*** Opening of Material provided ***

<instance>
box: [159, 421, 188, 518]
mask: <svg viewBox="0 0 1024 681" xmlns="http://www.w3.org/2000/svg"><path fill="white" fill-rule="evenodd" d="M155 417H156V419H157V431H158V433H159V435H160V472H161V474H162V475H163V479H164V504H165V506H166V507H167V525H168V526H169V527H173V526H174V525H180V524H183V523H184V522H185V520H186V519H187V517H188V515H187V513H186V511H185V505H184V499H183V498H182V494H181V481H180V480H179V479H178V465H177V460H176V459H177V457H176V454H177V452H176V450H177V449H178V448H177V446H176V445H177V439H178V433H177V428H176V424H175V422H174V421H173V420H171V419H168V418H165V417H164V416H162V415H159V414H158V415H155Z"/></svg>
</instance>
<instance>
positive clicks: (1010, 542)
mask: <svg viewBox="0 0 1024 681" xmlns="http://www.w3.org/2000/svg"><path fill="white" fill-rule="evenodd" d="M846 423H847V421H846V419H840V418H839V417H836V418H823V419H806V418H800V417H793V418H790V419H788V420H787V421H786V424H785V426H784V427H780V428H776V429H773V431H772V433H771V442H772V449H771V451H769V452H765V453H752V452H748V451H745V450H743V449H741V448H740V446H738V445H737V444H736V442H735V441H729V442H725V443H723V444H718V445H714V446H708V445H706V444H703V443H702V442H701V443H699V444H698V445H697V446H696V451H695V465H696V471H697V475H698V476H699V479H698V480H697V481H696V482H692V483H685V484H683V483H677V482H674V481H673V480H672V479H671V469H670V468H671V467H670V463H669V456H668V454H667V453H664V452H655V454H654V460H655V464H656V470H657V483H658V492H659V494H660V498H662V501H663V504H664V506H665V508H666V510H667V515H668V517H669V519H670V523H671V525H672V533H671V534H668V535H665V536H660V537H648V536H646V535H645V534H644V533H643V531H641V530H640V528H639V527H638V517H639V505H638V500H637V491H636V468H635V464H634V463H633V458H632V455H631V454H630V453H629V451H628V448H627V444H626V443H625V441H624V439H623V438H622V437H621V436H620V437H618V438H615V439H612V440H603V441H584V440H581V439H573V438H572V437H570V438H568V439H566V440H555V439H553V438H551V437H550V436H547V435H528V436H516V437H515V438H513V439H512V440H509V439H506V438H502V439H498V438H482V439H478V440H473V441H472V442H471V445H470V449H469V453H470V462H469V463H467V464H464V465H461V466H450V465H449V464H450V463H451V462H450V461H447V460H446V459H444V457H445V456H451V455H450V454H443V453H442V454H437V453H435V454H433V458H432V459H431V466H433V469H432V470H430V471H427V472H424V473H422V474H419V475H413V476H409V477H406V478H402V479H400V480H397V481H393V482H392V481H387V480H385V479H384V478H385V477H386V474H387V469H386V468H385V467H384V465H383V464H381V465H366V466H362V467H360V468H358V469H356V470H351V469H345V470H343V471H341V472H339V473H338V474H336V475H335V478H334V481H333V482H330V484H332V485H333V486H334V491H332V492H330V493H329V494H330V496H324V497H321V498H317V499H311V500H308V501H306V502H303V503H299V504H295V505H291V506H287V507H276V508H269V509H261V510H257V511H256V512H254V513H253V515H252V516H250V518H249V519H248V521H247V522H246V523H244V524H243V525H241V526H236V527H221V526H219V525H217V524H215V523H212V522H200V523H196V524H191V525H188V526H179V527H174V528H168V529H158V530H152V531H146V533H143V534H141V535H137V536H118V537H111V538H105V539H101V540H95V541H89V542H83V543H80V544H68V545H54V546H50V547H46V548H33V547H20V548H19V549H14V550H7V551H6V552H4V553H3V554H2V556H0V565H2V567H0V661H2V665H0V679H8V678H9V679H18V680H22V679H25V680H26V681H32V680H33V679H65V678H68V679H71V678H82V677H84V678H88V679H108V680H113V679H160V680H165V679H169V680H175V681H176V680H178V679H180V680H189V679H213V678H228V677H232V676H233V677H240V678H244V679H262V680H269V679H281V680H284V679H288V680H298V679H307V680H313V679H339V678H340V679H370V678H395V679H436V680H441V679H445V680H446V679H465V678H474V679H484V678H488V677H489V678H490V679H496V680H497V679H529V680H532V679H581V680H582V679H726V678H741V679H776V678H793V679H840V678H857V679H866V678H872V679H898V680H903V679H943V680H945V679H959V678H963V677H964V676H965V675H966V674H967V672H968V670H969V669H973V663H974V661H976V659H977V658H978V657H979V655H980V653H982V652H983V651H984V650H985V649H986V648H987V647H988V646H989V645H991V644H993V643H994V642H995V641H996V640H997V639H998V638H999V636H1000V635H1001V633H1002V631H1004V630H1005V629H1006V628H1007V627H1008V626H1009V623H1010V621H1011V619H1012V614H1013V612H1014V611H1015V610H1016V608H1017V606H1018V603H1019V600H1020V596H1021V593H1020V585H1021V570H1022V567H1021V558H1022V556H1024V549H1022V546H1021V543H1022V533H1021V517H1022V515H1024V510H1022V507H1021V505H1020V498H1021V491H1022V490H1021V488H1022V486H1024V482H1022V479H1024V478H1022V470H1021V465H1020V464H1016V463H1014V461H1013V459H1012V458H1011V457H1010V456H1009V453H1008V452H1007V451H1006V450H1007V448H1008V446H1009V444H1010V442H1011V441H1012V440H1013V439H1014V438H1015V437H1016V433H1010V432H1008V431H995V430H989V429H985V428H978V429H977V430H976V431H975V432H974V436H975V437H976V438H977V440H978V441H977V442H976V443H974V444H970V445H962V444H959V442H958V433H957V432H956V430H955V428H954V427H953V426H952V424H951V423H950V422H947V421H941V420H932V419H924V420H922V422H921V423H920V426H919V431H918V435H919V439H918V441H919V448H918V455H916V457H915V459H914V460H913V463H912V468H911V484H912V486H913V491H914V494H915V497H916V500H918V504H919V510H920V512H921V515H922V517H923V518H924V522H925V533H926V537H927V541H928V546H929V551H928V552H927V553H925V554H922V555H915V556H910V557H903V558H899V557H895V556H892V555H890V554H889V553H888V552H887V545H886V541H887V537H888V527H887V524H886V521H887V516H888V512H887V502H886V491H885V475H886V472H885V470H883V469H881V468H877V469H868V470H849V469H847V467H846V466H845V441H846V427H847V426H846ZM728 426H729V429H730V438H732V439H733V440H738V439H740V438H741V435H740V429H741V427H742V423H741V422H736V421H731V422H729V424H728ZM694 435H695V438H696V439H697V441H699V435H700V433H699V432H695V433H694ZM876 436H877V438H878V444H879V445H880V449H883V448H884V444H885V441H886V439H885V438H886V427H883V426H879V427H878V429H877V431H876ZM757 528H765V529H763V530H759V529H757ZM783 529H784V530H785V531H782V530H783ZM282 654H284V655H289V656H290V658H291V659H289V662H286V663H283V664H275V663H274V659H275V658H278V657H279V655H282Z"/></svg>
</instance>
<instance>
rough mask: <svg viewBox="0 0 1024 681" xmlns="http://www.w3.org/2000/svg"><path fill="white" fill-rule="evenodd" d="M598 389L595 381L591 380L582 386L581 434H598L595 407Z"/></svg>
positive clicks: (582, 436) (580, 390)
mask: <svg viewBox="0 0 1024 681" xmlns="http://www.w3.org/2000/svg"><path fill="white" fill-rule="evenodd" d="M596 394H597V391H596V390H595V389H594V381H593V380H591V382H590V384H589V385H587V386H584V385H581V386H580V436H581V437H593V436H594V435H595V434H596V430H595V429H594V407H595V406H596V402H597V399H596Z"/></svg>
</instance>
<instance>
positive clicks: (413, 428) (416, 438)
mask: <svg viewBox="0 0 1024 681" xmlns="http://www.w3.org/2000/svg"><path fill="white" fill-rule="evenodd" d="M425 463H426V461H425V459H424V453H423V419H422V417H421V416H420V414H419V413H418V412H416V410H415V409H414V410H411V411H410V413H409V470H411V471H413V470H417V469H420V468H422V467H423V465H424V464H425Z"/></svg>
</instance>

*** Close of Material provided ***

◆ What is needed:
Search the records above for the string "clicks". Report each line that has it.

◆ Response to the exercise:
positive clicks: (1010, 542)
positive clicks: (582, 436) (580, 390)
positive clicks: (413, 428) (416, 438)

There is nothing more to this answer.